- **Records for processing**
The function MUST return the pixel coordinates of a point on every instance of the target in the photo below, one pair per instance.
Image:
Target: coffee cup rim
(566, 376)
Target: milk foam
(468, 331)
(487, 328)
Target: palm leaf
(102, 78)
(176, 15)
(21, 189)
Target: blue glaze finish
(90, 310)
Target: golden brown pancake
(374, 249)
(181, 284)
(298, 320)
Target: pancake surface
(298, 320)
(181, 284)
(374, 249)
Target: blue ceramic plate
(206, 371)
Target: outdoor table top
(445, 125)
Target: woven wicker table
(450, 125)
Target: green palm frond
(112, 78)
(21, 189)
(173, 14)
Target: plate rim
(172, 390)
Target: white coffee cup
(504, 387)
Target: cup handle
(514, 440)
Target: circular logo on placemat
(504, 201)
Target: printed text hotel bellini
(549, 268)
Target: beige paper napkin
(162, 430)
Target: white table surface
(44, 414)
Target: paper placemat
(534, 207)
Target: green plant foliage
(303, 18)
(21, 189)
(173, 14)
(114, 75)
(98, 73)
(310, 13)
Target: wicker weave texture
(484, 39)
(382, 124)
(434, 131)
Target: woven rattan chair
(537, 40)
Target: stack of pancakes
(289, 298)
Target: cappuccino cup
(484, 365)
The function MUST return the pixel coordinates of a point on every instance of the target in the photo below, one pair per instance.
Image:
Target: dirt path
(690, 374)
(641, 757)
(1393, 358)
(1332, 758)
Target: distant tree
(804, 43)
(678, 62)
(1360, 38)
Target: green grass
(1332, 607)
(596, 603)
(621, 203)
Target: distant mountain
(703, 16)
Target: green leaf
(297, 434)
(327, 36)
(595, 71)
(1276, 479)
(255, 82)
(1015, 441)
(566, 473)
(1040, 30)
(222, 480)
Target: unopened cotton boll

- **Requirements**
Rewrite all the items above as a numbered list, with no blank lines.

- **Solution for this exercise**
1. The function MUST return the pixel coordinates of a point on every instance of the target in the photo below, one pair per instance.
2. Image:
3. Target: coffee cup rim
4. (566, 376)
5. Target: milk foam
6. (468, 331)
7. (487, 328)
8. Target: palm leaf
9. (102, 78)
10. (176, 15)
11. (21, 189)
12. Target: blue glaze finish
13. (90, 310)
14. Target: golden brown pancake
15. (374, 249)
16. (181, 284)
17. (298, 320)
18. Target: pancake surface
19. (298, 320)
20. (181, 284)
21. (374, 249)
22. Target: blue ceramic plate
23. (206, 371)
24. Target: outdoor table top
25. (445, 125)
26. Target: woven wicker table
27. (450, 125)
28. Target: green palm frond
29. (112, 78)
30. (21, 189)
31. (173, 14)
32. Target: plate rim
33. (172, 390)
34. Target: white coffee cup
35. (504, 387)
36. Target: cup handle
37. (514, 440)
38. Target: circular logo on placemat
39. (504, 201)
40. Target: printed text hotel bellini
41. (549, 268)
42. Target: beige paper napkin
43. (162, 430)
44. Target: white table surface
45. (44, 414)
46. Target: paper placemat
47. (534, 207)
48. Target: green plant foliage
49. (303, 18)
50. (21, 189)
51. (173, 14)
52. (114, 75)
53. (98, 73)
54. (310, 13)
55. Target: wicker weave texture
56. (484, 39)
57. (382, 124)
58. (434, 131)
59. Target: woven rattan chair
60. (537, 40)
61. Target: stack of pancakes
62. (289, 298)
63. Target: cappuccino cup
64. (484, 365)
65. The function MUST return the pixel coordinates of a point on every instance of the target in the photo below, one pair per instance.
66. Image:
67. Target: dirt path
68. (690, 374)
69. (641, 757)
70. (1393, 358)
71. (1332, 758)
72. Target: distant tree
73. (804, 43)
74. (678, 62)
75. (1360, 38)
76. Target: green grass
77. (1332, 607)
78. (596, 603)
79. (621, 203)
80. Target: distant mountain
81. (703, 16)
82. Target: green leaf
83. (297, 434)
84. (327, 36)
85. (595, 71)
86. (1276, 479)
87. (255, 82)
88. (1015, 441)
89. (566, 473)
90. (1040, 30)
91. (222, 480)
92. Target: unopened cotton boll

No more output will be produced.